◆ What the task requires
What is the number of lines in the data below that contain "walnut"? Reply with the number only.

◆ Exercise materials
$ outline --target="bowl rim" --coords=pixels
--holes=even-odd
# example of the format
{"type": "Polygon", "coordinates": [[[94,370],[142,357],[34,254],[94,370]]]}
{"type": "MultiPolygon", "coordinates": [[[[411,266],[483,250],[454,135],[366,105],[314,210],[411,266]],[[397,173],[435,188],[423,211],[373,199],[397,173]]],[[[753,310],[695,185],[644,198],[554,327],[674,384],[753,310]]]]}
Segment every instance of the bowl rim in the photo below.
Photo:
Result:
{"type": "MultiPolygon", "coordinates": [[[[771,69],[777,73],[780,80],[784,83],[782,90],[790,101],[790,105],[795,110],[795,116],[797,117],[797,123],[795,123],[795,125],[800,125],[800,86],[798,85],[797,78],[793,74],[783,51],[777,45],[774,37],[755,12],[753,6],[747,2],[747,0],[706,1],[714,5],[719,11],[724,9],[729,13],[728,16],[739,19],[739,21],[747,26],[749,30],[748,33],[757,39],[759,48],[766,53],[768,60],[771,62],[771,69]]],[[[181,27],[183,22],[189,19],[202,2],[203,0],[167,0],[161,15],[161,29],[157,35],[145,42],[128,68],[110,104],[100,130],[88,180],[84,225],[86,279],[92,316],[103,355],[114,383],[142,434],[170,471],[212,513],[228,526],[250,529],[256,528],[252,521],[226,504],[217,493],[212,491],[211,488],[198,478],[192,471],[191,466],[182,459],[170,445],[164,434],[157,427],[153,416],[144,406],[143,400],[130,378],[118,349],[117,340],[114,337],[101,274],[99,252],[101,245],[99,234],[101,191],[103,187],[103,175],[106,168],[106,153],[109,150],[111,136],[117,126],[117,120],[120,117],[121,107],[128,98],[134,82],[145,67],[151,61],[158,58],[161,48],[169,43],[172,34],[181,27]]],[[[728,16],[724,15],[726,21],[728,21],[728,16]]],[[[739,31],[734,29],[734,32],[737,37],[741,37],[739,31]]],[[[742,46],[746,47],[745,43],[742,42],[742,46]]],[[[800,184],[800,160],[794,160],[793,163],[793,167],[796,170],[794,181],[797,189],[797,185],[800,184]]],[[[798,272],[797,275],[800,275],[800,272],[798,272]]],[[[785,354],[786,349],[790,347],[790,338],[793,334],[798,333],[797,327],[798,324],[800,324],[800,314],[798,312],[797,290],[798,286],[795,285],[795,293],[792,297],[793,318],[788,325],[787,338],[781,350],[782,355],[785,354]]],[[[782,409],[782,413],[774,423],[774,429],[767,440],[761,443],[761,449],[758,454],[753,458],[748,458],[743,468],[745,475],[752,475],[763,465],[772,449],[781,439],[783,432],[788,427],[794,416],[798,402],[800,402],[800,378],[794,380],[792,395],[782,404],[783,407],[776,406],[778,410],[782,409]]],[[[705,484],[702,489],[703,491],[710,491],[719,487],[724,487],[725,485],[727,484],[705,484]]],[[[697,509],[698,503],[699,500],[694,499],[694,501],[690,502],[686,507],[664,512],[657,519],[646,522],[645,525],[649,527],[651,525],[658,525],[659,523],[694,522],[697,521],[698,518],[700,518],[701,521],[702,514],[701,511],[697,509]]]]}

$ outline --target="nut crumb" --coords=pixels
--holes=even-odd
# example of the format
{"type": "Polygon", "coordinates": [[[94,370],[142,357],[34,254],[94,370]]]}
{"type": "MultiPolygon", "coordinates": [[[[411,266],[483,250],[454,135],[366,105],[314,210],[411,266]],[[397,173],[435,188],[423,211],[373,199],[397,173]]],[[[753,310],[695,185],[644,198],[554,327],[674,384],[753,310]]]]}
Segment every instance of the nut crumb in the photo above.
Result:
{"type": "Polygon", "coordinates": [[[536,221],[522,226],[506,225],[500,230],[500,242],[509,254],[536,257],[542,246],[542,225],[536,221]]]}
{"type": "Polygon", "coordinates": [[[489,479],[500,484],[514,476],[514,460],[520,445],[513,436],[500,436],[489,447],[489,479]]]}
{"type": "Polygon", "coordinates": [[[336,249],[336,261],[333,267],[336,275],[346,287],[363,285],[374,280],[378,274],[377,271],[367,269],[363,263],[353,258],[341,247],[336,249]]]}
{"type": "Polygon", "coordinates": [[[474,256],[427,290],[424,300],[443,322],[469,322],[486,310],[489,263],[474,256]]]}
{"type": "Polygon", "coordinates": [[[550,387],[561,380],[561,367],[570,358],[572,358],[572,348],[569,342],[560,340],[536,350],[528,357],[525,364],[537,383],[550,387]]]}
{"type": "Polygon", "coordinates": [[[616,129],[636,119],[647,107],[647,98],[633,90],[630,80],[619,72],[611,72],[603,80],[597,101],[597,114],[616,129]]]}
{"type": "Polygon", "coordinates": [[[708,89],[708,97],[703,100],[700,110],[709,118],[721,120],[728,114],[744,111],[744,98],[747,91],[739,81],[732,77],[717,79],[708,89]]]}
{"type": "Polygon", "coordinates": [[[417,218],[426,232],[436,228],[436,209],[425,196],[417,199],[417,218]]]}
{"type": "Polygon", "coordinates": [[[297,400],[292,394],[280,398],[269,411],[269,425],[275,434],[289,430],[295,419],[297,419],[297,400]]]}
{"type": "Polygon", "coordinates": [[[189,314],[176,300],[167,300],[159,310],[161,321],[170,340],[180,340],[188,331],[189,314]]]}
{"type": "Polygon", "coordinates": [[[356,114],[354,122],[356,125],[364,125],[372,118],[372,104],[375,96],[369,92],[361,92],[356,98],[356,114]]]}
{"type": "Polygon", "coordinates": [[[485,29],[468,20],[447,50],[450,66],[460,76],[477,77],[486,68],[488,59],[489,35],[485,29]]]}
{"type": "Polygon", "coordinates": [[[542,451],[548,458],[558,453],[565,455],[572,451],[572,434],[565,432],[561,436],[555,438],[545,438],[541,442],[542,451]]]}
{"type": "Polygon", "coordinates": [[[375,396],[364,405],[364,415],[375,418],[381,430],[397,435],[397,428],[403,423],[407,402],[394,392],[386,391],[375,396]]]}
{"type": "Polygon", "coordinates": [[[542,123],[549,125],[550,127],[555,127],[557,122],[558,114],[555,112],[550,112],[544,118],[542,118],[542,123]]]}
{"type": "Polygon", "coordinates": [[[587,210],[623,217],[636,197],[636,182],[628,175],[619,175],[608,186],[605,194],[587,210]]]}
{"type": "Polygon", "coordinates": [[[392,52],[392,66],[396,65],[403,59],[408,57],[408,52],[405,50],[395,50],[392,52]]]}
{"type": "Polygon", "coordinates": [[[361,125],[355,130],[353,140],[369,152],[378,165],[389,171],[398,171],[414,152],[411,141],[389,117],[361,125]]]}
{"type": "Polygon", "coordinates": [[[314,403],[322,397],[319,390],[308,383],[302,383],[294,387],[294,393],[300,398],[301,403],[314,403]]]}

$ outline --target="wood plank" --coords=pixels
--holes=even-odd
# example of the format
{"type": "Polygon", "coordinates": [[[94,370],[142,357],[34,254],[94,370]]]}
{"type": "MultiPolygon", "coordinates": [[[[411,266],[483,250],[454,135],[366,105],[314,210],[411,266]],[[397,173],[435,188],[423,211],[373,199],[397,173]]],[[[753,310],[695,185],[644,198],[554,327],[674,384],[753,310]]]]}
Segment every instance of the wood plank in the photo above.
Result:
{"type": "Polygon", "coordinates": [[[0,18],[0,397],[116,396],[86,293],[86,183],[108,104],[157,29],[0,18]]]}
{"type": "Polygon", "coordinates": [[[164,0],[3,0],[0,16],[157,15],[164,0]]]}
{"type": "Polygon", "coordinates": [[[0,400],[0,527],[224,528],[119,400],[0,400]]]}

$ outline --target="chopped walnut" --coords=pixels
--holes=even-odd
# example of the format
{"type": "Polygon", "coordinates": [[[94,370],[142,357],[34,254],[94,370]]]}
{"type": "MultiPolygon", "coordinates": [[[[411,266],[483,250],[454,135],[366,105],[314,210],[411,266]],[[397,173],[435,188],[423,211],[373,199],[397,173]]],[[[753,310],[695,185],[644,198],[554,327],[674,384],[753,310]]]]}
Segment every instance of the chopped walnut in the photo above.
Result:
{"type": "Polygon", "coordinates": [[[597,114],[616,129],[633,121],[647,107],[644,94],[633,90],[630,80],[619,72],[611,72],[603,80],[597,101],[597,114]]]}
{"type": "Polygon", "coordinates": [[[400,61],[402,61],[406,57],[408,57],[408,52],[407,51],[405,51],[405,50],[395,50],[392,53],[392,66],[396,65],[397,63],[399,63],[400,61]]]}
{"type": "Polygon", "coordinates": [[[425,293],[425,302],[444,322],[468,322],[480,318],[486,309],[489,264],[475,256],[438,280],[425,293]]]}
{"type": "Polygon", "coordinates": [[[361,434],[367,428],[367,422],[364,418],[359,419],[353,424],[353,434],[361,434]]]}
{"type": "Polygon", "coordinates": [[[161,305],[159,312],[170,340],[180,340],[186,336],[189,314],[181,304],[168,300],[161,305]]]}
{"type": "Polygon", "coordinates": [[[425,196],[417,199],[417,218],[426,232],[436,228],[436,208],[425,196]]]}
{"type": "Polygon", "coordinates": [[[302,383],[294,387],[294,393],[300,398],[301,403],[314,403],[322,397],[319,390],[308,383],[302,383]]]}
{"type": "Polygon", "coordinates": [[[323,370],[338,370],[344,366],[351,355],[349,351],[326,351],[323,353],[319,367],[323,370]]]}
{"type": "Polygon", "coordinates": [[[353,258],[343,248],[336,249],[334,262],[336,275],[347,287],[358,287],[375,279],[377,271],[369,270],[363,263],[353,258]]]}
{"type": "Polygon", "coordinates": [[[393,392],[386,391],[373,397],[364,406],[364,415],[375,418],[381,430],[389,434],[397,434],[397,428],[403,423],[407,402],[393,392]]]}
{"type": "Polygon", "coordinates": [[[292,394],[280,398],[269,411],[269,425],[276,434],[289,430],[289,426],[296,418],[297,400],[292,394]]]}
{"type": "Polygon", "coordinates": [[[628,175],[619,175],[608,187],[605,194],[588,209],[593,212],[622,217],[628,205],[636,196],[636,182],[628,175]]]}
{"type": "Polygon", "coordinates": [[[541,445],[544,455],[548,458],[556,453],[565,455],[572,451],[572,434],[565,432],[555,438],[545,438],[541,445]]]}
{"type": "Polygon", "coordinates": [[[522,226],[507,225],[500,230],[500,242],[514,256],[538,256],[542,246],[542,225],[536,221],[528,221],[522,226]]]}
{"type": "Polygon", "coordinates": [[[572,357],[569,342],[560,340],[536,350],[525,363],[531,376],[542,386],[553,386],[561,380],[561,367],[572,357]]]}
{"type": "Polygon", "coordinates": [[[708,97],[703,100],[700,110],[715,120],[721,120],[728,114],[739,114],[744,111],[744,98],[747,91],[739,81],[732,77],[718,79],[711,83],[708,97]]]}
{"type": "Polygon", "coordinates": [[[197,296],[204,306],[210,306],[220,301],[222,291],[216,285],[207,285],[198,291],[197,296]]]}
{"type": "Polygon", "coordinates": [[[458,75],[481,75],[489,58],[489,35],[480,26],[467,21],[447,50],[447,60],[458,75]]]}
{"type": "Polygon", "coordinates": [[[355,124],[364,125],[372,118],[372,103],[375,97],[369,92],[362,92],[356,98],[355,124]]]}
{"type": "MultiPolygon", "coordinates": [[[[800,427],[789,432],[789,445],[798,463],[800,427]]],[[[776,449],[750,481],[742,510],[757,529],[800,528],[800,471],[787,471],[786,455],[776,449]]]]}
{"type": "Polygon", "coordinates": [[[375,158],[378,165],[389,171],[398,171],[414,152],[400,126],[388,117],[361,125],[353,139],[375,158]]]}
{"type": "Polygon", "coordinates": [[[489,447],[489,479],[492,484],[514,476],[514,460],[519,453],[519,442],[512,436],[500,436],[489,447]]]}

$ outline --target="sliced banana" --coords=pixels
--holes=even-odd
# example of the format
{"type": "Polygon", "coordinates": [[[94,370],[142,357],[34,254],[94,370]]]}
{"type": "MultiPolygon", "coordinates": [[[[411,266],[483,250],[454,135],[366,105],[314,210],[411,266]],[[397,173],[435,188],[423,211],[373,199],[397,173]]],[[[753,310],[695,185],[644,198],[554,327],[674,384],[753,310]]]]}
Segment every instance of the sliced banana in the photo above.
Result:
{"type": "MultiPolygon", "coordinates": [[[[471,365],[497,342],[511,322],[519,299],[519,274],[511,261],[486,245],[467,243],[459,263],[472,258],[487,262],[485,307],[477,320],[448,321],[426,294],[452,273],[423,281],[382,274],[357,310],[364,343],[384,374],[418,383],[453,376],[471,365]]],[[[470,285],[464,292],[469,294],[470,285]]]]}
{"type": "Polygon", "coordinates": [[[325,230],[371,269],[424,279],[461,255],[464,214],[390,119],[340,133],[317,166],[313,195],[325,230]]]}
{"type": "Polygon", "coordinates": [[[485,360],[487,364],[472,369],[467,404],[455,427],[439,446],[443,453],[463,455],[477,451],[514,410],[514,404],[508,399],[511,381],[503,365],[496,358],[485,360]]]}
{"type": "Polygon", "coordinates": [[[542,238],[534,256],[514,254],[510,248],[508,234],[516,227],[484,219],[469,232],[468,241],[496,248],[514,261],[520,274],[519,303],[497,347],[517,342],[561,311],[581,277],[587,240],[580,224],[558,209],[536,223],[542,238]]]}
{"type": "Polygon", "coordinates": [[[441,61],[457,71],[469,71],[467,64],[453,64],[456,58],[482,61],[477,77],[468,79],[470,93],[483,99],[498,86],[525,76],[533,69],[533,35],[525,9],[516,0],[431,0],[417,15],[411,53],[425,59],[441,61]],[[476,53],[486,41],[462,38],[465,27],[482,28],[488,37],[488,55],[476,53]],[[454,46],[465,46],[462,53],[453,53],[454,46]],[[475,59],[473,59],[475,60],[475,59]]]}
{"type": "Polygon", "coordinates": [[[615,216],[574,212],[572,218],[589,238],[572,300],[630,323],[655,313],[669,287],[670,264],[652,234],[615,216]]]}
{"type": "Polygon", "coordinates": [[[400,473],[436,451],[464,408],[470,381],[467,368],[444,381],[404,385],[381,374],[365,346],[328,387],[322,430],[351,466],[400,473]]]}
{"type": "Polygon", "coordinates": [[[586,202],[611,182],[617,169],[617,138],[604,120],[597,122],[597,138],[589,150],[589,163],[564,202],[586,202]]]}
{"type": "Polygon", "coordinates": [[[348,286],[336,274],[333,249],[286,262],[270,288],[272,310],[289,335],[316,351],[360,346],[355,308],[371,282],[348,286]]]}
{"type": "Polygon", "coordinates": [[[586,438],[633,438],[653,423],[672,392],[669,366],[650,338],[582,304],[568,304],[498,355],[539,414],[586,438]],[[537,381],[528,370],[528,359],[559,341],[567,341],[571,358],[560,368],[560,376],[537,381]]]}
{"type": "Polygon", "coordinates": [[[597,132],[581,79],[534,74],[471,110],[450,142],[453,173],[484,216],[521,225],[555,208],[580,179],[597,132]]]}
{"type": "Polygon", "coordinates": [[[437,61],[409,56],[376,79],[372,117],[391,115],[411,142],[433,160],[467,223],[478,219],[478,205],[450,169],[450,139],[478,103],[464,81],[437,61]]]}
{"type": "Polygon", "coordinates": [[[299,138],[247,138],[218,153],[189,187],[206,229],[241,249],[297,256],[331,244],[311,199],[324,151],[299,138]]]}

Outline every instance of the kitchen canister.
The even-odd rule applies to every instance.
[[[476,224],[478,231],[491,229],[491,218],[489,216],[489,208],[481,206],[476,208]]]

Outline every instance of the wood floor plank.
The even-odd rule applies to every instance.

◆ Response
2